───── DATA IN THIS EXERCISE

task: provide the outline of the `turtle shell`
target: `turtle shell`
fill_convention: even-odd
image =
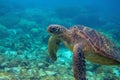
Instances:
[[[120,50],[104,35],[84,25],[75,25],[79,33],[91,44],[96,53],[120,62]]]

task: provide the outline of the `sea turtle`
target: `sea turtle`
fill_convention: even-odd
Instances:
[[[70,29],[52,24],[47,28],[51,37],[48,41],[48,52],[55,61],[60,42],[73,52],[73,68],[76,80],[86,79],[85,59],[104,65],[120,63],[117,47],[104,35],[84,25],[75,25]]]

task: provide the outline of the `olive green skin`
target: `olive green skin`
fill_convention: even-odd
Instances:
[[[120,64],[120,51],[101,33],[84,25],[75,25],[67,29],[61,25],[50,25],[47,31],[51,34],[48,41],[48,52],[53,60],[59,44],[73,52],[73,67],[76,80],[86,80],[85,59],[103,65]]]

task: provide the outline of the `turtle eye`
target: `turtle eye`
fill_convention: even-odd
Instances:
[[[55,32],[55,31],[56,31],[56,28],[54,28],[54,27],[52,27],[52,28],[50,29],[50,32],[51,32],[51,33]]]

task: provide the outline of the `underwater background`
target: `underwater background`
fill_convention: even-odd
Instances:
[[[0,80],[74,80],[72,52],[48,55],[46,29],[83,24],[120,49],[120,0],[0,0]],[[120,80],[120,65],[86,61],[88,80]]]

──────────
───── DATA IN THIS EXERCISE

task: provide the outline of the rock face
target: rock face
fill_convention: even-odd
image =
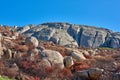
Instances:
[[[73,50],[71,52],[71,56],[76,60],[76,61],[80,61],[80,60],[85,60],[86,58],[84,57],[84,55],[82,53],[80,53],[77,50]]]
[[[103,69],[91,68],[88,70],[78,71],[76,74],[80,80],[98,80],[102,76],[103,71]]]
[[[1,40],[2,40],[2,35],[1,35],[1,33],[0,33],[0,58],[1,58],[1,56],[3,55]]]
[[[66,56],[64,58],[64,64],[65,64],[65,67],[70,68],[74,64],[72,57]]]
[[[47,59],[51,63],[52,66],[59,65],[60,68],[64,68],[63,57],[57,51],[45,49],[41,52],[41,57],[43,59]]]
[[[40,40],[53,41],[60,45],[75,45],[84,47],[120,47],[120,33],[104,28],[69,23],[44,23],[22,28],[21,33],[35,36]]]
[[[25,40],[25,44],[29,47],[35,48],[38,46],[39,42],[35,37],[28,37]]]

──────────

Pull out every line of the records above that contains the string "turtle", and copy each one in full.

task: provide the outline of the `turtle shell`
target: `turtle shell`
task: provide the outline of the `sea turtle`
target: `sea turtle`
task: provide the outline of the `turtle eye`
target: `turtle eye`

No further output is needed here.